======== Sayfa Alıntısı ========

Avia yasası çevrimiçi nefret söylemine çözüm olur mu?
Fotoğraf: Pixabay
Fransa Ulusal Meclisi, çevrimiçi platformları yasa dışı içeriği hızla kaldırmakla yükümlü tutan Avia Yasası’nı çarşamba günü onayladı. Avia Yasası’nın yürürlüğe gireceği 1 Temmuz tarihinden itibaren Youtube, Facebook, Instagram ve Twitter gibi platformlar terörizm ve pedofili ile alakalı içeriklerin polis tarafından bildirilmesinin ardından 1 saat içinde kaldırmak zorunda olacak. Yasa söz konusu içerikleri kaldırmayan platformlara ciddi para cezaları getiriyor. Yasanın esas tartışmalı kısmı terör ve pedofilinin dışında kalan diğer yasa dışı içerikler ile ilgili kısım.
Yasa, platformları nefret söylemi, cinsel taciz, insanlığa karşı işlenmiş suçlar, insanlık onuruna karşı işlenmiş suçların savunulması, kölecilik ve savaş suçları gibi çeşitli suçlarda kullanıcı şikayetine dayalı ihbarları 24 saat içinde karara bağlamakla yükümlü kılıyor. 24 saatlik sınırın aşılması halindeki ağır para cezaları da göz önünde bulundurulduğunda bu durum platformları pratikte bazı suçlar için suçun işlenip işlenmediğine ya da gönderinin yasal olup olmadığına dair karar mercii haline getiriyor. Bu şartlarda olası bir cezayı göze alamayacak platformların ihbar edilen hemen her şeyi tedbir olarak suç kabul edip kaldıracağı neredeyse kesin. Yine bağlam hakkında en ufak bir fikri olmayan yapay zekalı(!) içerik filtrelerinin devreye alınması ve kararların daha yayından önce bu filtrelere bırakılması da oldukça büyük bir olasılık.

======== Gösterilen Veriler ========

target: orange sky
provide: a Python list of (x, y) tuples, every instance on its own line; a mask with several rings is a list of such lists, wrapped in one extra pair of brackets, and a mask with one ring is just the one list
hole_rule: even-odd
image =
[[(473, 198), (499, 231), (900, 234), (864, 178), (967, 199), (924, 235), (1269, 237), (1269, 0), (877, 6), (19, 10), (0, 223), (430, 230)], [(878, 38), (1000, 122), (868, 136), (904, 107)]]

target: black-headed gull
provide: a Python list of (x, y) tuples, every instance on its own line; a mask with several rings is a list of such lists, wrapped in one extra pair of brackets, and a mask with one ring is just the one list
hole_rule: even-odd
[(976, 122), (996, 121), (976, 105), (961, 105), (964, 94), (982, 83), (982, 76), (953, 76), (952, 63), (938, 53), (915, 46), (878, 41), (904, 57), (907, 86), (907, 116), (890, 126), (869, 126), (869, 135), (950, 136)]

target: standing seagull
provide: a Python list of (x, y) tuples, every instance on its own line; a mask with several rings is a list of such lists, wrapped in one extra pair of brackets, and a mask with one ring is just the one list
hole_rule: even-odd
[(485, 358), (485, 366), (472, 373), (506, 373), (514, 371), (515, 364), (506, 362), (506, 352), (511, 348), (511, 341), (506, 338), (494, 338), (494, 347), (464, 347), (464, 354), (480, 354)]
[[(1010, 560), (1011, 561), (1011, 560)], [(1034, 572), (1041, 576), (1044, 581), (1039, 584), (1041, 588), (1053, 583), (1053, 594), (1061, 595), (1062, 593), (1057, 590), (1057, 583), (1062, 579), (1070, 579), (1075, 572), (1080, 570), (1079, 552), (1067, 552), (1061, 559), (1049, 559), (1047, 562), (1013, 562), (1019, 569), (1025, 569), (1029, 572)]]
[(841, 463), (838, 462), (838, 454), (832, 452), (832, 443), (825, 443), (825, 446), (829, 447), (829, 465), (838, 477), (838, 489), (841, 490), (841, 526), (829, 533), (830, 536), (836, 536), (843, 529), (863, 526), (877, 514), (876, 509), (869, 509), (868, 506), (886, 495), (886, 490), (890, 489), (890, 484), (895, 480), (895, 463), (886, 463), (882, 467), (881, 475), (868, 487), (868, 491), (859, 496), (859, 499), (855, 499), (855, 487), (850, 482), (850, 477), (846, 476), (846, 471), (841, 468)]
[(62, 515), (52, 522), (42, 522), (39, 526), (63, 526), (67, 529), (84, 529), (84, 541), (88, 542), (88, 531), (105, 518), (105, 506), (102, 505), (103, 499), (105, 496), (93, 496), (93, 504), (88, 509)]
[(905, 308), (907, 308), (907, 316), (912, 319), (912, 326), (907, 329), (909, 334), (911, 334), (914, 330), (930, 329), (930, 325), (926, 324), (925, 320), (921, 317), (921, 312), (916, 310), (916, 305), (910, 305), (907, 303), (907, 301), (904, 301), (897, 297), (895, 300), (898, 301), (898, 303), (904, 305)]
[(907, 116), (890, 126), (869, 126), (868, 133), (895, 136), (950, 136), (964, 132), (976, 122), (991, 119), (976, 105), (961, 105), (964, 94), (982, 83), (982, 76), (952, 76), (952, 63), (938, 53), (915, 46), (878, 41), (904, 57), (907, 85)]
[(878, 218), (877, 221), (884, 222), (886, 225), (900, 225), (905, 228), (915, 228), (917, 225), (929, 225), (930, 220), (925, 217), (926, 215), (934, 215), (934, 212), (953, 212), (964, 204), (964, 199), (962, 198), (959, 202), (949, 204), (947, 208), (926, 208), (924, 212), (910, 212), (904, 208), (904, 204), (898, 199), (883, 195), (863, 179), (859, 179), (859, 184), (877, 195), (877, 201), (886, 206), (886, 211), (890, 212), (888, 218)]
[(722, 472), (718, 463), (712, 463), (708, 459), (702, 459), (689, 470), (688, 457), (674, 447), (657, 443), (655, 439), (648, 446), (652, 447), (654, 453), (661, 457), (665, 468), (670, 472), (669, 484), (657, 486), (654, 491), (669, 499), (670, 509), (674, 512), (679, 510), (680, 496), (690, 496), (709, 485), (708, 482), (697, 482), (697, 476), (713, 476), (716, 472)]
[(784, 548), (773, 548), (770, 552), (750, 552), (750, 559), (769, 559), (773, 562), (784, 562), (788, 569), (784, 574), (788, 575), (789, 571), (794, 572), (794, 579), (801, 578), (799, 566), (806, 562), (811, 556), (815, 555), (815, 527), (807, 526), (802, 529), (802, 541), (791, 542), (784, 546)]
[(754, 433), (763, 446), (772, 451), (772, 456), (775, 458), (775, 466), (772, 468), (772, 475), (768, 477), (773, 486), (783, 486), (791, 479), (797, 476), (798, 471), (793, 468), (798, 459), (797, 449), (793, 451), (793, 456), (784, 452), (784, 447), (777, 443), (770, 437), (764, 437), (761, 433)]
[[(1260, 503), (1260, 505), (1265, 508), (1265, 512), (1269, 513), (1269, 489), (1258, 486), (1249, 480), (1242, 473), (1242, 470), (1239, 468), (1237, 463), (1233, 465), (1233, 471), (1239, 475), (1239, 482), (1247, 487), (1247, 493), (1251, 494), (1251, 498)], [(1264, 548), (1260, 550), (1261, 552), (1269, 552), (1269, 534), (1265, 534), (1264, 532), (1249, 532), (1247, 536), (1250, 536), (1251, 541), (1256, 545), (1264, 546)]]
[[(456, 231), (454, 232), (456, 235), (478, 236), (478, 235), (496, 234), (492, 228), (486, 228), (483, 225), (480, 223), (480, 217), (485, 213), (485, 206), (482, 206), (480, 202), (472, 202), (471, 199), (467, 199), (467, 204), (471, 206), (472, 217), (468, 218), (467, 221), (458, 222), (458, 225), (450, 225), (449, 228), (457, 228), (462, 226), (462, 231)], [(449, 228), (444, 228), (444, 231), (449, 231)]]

========
======== Gösterilen Veriler ========

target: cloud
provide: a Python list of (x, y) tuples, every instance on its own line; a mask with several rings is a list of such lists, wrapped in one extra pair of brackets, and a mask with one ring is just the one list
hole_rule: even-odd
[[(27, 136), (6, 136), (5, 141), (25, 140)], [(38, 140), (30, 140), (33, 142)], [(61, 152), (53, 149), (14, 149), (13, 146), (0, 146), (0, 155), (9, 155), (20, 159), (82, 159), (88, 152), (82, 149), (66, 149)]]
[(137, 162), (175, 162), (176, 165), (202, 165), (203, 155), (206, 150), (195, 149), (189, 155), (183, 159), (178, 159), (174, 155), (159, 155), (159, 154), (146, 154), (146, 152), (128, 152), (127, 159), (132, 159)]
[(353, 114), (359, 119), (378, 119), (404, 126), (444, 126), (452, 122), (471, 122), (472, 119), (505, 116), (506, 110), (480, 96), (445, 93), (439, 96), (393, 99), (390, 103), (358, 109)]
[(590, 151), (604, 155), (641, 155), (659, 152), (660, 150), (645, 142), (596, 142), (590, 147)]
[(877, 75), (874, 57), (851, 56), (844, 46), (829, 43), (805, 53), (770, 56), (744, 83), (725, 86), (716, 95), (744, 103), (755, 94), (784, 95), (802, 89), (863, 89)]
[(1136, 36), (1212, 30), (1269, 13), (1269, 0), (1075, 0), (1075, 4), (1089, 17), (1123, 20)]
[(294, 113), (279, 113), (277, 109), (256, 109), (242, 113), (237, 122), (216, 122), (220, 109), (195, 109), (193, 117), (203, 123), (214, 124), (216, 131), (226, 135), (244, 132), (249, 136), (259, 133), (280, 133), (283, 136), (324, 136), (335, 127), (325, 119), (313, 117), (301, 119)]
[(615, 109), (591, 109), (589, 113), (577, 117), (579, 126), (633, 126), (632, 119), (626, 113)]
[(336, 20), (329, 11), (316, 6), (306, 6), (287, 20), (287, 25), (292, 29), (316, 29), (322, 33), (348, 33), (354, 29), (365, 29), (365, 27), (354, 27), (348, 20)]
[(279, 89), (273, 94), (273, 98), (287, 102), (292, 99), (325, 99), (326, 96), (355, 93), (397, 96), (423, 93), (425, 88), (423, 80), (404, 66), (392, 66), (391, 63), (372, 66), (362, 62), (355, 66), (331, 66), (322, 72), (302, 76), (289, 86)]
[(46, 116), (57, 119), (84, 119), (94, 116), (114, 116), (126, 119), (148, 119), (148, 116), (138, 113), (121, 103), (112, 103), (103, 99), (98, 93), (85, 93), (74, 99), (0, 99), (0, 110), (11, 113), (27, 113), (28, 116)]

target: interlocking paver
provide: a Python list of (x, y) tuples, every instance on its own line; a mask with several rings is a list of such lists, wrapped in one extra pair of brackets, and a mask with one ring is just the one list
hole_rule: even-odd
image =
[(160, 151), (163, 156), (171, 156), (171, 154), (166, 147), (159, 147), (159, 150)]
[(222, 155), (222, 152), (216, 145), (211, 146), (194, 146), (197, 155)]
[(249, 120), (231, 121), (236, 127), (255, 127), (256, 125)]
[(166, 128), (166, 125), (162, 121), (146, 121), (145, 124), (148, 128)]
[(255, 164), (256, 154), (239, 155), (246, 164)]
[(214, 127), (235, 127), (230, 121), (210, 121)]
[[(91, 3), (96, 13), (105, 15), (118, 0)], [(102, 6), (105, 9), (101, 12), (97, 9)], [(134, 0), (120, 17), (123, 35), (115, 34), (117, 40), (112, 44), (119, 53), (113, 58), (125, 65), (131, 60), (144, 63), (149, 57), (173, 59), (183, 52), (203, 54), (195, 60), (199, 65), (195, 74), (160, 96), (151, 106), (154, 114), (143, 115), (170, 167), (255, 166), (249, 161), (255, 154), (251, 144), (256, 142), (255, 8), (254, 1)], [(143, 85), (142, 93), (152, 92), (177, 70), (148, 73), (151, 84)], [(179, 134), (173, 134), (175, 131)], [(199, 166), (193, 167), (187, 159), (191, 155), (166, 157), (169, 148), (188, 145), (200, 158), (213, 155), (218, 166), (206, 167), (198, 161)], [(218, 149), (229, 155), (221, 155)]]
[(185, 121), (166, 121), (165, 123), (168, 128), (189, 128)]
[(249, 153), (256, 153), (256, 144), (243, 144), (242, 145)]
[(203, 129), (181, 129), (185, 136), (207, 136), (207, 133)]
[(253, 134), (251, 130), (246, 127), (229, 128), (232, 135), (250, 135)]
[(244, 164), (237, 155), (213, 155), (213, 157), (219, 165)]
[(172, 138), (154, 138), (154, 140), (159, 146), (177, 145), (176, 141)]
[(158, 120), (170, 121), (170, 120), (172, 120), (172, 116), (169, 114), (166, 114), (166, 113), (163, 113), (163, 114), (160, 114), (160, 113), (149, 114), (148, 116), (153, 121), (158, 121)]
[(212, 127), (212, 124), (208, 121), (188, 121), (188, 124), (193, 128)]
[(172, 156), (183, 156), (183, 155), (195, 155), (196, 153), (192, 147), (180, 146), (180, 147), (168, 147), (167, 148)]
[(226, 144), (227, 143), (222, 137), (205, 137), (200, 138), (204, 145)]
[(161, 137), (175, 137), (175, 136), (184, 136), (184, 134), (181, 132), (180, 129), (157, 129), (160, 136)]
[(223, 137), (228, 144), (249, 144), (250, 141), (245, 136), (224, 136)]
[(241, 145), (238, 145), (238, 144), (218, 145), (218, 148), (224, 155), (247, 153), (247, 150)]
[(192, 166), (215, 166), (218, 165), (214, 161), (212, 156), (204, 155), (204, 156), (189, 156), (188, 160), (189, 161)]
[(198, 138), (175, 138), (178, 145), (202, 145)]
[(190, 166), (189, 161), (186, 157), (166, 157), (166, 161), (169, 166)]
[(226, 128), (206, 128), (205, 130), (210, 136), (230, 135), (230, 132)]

========

Yapılacaklar:
1 – Avia Yasası hakkındaki metne göre yasa hangi tarihte yürürlüğe girecek?
2 – Kayıtlarda "target: orange sky" ifadesini içeren satır ile "135), (950, 136)]" ifadesini içeren satır arasındaki satırları, bu iki satır da dahil olmak üzere, hiç değiştirmeden yazdır.

Görevlerin Çözümleri:
1 – 1 Temmuz

2 –
target: orange sky
provide: a Python list of (x, y) tuples, every instance on its own line; a mask with several rings is a list of such lists, wrapped in one extra pair of brackets, and a mask with one ring is just the one list
hole_rule: even-odd
image =
[[(473, 198), (499, 231), (900, 234), (864, 178), (967, 199), (924, 235), (1269, 237), (1269, 0), (877, 6), (19, 10), (0, 223), (430, 230)], [(878, 38), (1000, 122), (868, 136), (904, 107)]]

target: black-headed gull
provide: a Python list of (x, y) tuples, every instance on its own line; a mask with several rings is a list of such lists, wrapped in one extra pair of brackets, and a mask with one ring is just the one list
hole_rule: even-odd
[(976, 122), (996, 121), (976, 105), (961, 105), (964, 94), (982, 83), (982, 76), (953, 76), (952, 63), (938, 53), (915, 46), (878, 41), (904, 57), (907, 86), (907, 116), (890, 126), (869, 126), (869, 135), (950, 136)]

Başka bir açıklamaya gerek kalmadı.